### Activity
When you return the entries, keep every word and mark exactly as it is.

### Data extracts
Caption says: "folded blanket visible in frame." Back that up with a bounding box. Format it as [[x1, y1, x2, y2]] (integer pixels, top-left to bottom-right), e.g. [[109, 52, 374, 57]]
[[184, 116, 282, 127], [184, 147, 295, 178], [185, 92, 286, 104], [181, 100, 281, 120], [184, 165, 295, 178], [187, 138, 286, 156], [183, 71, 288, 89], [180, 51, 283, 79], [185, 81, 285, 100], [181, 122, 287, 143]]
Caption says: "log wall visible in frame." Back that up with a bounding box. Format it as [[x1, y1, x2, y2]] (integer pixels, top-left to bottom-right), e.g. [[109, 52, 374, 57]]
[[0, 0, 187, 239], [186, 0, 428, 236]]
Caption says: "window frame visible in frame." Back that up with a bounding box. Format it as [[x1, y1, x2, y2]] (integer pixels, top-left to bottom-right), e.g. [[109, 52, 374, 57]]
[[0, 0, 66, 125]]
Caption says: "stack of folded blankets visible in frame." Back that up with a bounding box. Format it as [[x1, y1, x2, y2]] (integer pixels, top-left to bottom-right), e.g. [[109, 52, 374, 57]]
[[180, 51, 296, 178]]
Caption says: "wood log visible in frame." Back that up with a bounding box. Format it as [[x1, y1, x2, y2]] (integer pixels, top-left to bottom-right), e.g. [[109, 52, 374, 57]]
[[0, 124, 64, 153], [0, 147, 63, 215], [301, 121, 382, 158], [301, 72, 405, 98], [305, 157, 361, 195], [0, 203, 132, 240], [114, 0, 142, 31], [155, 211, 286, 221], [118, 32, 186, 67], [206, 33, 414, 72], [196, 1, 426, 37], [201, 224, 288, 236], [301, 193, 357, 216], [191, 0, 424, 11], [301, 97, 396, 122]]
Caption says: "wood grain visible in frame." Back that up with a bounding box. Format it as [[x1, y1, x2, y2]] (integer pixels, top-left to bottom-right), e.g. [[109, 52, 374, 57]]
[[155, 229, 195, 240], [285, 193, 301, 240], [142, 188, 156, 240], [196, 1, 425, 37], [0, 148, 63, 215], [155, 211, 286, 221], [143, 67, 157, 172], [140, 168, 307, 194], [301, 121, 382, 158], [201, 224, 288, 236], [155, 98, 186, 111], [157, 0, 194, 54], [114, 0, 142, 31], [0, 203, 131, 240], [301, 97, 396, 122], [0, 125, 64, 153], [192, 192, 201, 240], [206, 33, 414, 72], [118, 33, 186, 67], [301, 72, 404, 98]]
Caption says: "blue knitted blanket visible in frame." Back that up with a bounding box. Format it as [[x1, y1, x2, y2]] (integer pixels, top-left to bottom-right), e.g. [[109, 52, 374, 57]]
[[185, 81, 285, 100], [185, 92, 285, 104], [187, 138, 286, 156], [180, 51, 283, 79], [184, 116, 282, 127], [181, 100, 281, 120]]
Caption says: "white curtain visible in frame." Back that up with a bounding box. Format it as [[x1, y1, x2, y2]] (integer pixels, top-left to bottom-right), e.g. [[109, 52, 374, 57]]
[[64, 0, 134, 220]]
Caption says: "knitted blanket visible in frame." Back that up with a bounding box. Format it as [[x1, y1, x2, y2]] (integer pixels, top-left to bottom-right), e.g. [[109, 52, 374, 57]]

### Task response
Caption says: "folded blanket visible in frame." Back that up with a bounding box. Format it as [[x1, y1, x2, y2]] (integer pixels, top-left to bottom-right), e.g. [[109, 52, 374, 57]]
[[184, 116, 282, 127], [184, 147, 295, 178], [185, 92, 286, 104], [181, 100, 281, 120], [184, 165, 295, 178], [187, 138, 286, 156], [183, 71, 288, 89], [180, 51, 283, 79], [185, 81, 285, 100], [181, 122, 287, 143]]
Caption says: "log wall visible in frame." Back that up with a bounding box. Format it as [[x1, y1, x2, y2]] (integer pixels, top-left to bottom-right), e.g. [[109, 52, 374, 57]]
[[0, 0, 187, 239], [186, 0, 428, 236]]
Caption says: "window frame visible in frame." Back that up with a bounding box. Format it as [[x1, y1, x2, y2]] (integer pixels, top-left to bottom-right), e.g. [[109, 52, 374, 57]]
[[0, 0, 66, 125]]
Caption says: "stack of folded blankets visible in frame." Back that up with a bounding box. Format it as [[x1, y1, x2, y2]] (integer pixels, top-left to bottom-right), e.g. [[109, 52, 374, 57]]
[[180, 51, 296, 178]]
Caption says: "wood log visible in frame." Back that up with a bounding box. Format it as [[x1, y1, x2, y2]] (integer pixels, top-left to bottom-right), e.g. [[109, 52, 374, 57]]
[[0, 124, 64, 153], [0, 147, 63, 215], [301, 121, 382, 158], [301, 72, 405, 98], [305, 157, 361, 195], [0, 203, 132, 240], [114, 0, 142, 31], [155, 211, 286, 221], [118, 32, 186, 67], [206, 33, 414, 72], [196, 1, 426, 37], [201, 224, 288, 236], [301, 193, 357, 216], [191, 0, 424, 11], [301, 97, 396, 122]]
Caption says: "wood grain visible in frame." Back that up with a bounding box. Format it as [[x1, y1, x2, y2]] (integer pixels, top-left to bottom-right), e.g. [[109, 52, 374, 57]]
[[155, 229, 195, 240], [285, 193, 301, 240], [142, 188, 156, 240], [196, 1, 425, 37], [0, 148, 63, 215], [155, 211, 286, 221], [143, 67, 157, 172], [140, 168, 307, 194], [301, 121, 382, 158], [201, 224, 288, 236], [155, 98, 186, 111], [157, 0, 194, 54], [114, 0, 142, 31], [0, 203, 131, 240], [301, 97, 396, 122], [0, 125, 64, 153], [192, 192, 201, 240], [206, 33, 414, 72], [118, 33, 186, 67], [301, 72, 404, 98]]
Caption says: "blue knitted blanket visible in frame." Back that up with a bounding box. Format it as [[x1, y1, x2, y2]] (integer pixels, top-left to bottom-right), e.g. [[109, 52, 374, 57]]
[[185, 81, 285, 100], [185, 92, 285, 104], [187, 138, 286, 156], [180, 51, 283, 79], [184, 116, 282, 127], [181, 100, 281, 120]]
Caption says: "white curtain visible in frame." Back that up with a bounding box. Format it as [[x1, y1, x2, y2]] (integer pixels, top-left to bottom-right), e.g. [[109, 52, 374, 57]]
[[64, 0, 134, 220]]
Caption says: "knitted blanket visible in frame." Back that up with a bounding box. Format it as [[x1, y1, x2, y2]] (integer pixels, top-left to bottom-right), e.g. [[109, 52, 374, 57]]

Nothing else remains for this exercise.